> _What the task requires_: Every record here should be printed again exactly.

> _Record extracts_:
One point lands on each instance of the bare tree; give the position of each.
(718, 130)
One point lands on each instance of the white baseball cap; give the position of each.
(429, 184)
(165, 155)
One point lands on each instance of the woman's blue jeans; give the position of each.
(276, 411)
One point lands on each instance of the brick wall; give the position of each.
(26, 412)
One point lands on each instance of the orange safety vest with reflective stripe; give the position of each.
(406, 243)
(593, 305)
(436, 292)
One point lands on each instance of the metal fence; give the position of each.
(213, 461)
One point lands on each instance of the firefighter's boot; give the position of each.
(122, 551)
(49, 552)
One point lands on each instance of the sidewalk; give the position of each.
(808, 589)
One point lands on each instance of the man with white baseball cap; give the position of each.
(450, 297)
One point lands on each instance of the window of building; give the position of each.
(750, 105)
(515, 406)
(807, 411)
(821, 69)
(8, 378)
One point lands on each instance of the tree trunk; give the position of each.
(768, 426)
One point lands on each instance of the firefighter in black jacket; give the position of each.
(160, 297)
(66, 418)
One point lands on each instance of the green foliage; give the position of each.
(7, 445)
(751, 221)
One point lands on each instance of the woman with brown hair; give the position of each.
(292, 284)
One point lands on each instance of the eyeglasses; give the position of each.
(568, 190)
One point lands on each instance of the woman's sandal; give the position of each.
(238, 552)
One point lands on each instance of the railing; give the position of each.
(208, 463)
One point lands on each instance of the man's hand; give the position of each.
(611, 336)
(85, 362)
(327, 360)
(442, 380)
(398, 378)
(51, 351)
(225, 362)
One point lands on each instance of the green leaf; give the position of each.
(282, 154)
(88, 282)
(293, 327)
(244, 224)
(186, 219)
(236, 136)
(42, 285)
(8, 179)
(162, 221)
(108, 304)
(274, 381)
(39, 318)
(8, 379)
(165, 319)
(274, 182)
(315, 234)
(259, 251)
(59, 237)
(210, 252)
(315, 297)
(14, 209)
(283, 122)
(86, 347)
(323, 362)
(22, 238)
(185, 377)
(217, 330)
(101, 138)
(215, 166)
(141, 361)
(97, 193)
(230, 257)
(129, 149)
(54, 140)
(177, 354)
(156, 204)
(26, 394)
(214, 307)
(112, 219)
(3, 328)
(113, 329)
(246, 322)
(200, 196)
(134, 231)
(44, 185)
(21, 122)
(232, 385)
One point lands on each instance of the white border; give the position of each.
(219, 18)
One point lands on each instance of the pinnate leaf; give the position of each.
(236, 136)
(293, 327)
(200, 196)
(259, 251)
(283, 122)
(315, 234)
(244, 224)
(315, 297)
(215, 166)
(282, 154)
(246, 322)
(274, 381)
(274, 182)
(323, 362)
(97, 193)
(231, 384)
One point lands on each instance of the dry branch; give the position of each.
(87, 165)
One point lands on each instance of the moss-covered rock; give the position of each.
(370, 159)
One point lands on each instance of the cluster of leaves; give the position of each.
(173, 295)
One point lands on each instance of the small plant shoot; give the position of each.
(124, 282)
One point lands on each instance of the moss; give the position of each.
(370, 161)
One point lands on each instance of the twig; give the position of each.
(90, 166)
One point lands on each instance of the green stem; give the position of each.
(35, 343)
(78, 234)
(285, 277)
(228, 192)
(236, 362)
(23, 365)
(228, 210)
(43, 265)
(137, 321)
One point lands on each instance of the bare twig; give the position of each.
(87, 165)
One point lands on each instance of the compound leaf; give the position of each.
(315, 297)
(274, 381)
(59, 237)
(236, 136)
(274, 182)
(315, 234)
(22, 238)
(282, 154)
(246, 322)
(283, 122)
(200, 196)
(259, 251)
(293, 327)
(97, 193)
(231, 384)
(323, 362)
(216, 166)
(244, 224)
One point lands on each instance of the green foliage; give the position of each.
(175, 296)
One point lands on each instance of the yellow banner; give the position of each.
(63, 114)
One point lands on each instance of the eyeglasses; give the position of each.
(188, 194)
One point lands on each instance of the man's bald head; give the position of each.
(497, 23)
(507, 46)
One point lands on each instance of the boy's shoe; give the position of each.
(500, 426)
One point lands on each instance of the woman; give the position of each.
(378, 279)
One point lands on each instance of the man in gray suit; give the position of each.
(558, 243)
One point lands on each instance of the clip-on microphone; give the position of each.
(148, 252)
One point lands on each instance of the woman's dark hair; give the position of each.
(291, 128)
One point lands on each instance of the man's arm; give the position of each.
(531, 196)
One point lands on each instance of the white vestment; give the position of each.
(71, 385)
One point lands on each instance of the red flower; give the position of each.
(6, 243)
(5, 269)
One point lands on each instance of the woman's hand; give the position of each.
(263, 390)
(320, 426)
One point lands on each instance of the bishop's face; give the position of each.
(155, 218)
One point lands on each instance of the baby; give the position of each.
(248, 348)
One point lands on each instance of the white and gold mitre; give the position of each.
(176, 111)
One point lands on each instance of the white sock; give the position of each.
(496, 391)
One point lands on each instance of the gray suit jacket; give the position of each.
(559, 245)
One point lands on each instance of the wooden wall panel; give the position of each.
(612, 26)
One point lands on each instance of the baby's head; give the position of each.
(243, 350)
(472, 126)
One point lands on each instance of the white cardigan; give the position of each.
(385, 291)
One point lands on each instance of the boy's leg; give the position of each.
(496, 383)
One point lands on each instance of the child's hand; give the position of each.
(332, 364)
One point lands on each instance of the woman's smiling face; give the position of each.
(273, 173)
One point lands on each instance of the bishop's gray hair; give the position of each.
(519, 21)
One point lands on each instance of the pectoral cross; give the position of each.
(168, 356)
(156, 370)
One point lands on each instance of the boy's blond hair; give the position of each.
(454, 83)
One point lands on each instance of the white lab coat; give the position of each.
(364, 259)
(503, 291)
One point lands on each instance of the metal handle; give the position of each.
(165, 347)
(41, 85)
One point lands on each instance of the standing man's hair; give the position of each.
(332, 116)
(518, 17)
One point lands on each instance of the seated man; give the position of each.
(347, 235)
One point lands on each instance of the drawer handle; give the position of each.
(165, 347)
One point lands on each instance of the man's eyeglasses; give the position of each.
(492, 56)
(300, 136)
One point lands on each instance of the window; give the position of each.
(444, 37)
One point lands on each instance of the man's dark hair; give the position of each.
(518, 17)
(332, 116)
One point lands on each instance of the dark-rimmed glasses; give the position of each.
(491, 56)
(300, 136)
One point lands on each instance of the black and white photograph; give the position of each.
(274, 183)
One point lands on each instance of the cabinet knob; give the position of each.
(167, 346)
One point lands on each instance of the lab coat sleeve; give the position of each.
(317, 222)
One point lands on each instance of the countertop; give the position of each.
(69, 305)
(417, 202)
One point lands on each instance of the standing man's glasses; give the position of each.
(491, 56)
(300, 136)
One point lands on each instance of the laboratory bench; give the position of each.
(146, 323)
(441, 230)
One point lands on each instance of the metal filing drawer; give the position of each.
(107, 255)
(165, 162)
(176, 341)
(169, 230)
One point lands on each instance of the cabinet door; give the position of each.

> _Solution below_:
One point lands on each instance of the bare tree; give the position of each.
(718, 130)
One point lands on each instance of the white baseball cap; give the position of each.
(429, 184)
(165, 155)
One point lands on each instance of the woman's blue jeans; give the position of each.
(276, 411)
One point lands on each instance of the brick wall; give the position of each.
(26, 412)
One point lands on each instance of the orange safety vest with reflective stripe; give the position of each.
(406, 243)
(593, 305)
(436, 292)
One point lands on each instance of the metal fence; give the position of each.
(213, 461)
One point lands on each instance of the firefighter's boot; give the position of each.
(122, 551)
(49, 552)
One point lands on each instance of the sidewalk; give the position of each.
(808, 589)
One point lands on each instance of the man with white baseball cap; give the position of each.
(450, 297)
One point lands on each instance of the window of building; give the position of each.
(750, 105)
(515, 406)
(807, 411)
(821, 69)
(8, 378)
One point lands on each instance of the tree trunk; give the position of each.
(768, 426)
One point lands on each instance of the firefighter in black jacket; give the position of each.
(160, 297)
(66, 418)
One point lands on each instance of the green foliage; give the position of each.
(7, 445)
(751, 221)
One point lands on each instance of the woman with brown hair; give the position of each.
(292, 284)
One point lands on each instance of the eyeglasses; give the position of each.
(568, 190)
One point lands on each instance of the woman's sandal; give the position of each.
(238, 552)
One point lands on each instance of the railing; give the position of each.
(208, 463)
One point lands on each instance of the man's hand; give the position of each.
(611, 336)
(85, 362)
(327, 360)
(442, 380)
(398, 378)
(51, 351)
(225, 362)
One point lands on each instance of the green leaf; give the position of each.
(282, 154)
(88, 282)
(293, 327)
(244, 224)
(186, 219)
(236, 136)
(42, 285)
(8, 179)
(162, 221)
(108, 304)
(274, 381)
(39, 318)
(8, 379)
(165, 319)
(274, 182)
(315, 234)
(259, 251)
(59, 237)
(210, 252)
(315, 297)
(14, 209)
(283, 122)
(86, 347)
(323, 362)
(22, 238)
(185, 377)
(217, 330)
(101, 138)
(215, 166)
(141, 361)
(97, 193)
(230, 257)
(129, 149)
(54, 140)
(177, 354)
(156, 204)
(26, 394)
(214, 307)
(112, 219)
(3, 328)
(113, 329)
(246, 322)
(200, 196)
(134, 231)
(44, 185)
(21, 122)
(232, 385)
One point lands on each instance of the white border; give the position of each.
(219, 18)
One point lands on each instance of the pinnate leaf; give the position of each.
(236, 136)
(293, 327)
(200, 196)
(259, 251)
(283, 122)
(315, 234)
(244, 224)
(315, 297)
(215, 166)
(282, 154)
(246, 322)
(274, 381)
(274, 182)
(323, 362)
(97, 193)
(231, 384)
One point lands on each instance of the dry branch; give the position of each.
(87, 165)
One point lands on each instance of the moss-covered rock; give the position of each.
(370, 159)
One point lands on each instance of the cluster of leaves; give the position of each.
(173, 295)
One point lands on each instance of the small plant shoot; give the position of each.
(124, 282)
One point lands on each instance of the moss; give the position of each.
(370, 161)
One point lands on each instance of the twig; give the position of each.
(90, 166)
One point lands on each instance of the green stem; give the position of each.
(35, 343)
(78, 234)
(285, 277)
(228, 192)
(236, 362)
(23, 365)
(228, 210)
(43, 265)
(137, 321)
One point lands on each instance of the bare twig; give the position of each.
(87, 165)
One point lands on each instance of the compound leaf; give the position of each.
(315, 297)
(274, 381)
(59, 237)
(236, 136)
(274, 182)
(315, 234)
(22, 238)
(282, 154)
(246, 322)
(283, 122)
(200, 196)
(259, 251)
(293, 327)
(97, 193)
(231, 384)
(323, 362)
(216, 166)
(244, 224)
One point lands on each instance of the green foliage; give the position of each.
(175, 296)
One point lands on each instance of the yellow banner; give the position of each.
(63, 114)
One point lands on each instance of the eyeglasses; give the position of each.
(188, 194)
One point lands on each instance of the man's bald head; give the position of each.
(497, 23)
(507, 46)
One point lands on each instance of the boy's shoe; give the position of each.
(500, 426)
One point lands on each instance of the woman; give the position of each.
(378, 279)
One point lands on each instance of the man in gray suit; give the position of each.
(558, 243)
One point lands on each instance of the clip-on microphone; give the position of each.
(148, 252)
One point lands on each instance of the woman's dark hair; give the position of each.
(291, 128)
One point lands on each instance of the man's arm; give the position of each.
(531, 196)
One point lands on each instance of the white vestment; give the position of each.
(71, 385)
One point lands on each instance of the red flower; give the position of each.
(6, 243)
(5, 269)
One point lands on each instance of the woman's hand; give the position of each.
(263, 390)
(320, 426)
One point lands on each instance of the bishop's face; give the position of each.
(155, 218)
One point lands on each instance of the baby; give the position of each.
(248, 348)
One point lands on each instance of the white and gold mitre; give the position of each.
(176, 111)
One point lands on each instance of the white sock; give the position of each.
(496, 391)
One point lands on each instance of the gray suit jacket; give the position of each.
(559, 245)
One point lands on each instance of the wooden wall panel; give the position of each.
(612, 26)
One point lands on each instance of the baby's head; give the position of each.
(243, 350)
(472, 126)
One point lands on each instance of the white cardigan; give the position of each.
(385, 291)
One point lands on each instance of the boy's leg; give the position of each.
(496, 383)
One point lands on each instance of the child's hand; give the position of each.
(332, 364)
One point lands on each instance of the woman's smiling face; give the position of each.
(273, 173)
One point lands on each instance of the bishop's gray hair; give the position of each.
(519, 21)
One point lands on each instance of the pectoral cross; give the position of each.
(168, 356)
(156, 370)
One point lands on each instance of the boy's blond hair; give the position of each.
(454, 83)
One point lands on each instance of the white lab coat; give the position of each.
(364, 259)
(503, 291)
One point lands on each instance of the metal handle; give the position of each.
(165, 347)
(41, 85)
One point lands on each instance of the standing man's hair; give the position of each.
(332, 116)
(518, 17)
One point lands on each instance of the seated man; give the position of each.
(347, 235)
One point lands on each instance of the drawer handle; give the position of each.
(165, 347)
One point lands on each instance of the man's eyeglasses; give the position of each.
(492, 56)
(300, 136)
One point lands on each instance of the window; give the position of each.
(444, 37)
One point lands on each instance of the man's dark hair; give the position of each.
(518, 17)
(332, 116)
One point lands on each instance of the dark-rimmed glasses; give the position of each.
(491, 56)
(300, 136)
One point lands on each instance of the black and white photograph; give the position of each.
(274, 183)
One point lands on each instance of the cabinet knob; give the position of each.
(167, 346)
One point lands on each instance of the lab coat sleeve; give the position of each.
(317, 222)
One point lands on each instance of the countertop; give the position of each.
(69, 305)
(417, 202)
One point lands on each instance of the standing man's glasses; give the position of each.
(491, 56)
(300, 136)
One point lands on each instance of the laboratory bench; give the position of each.
(146, 323)
(441, 230)
One point lands on each instance of the metal filing drawer; give the position of each.
(107, 255)
(165, 162)
(176, 341)
(169, 230)
One point lands on each instance of the cabinet door; give the position of each.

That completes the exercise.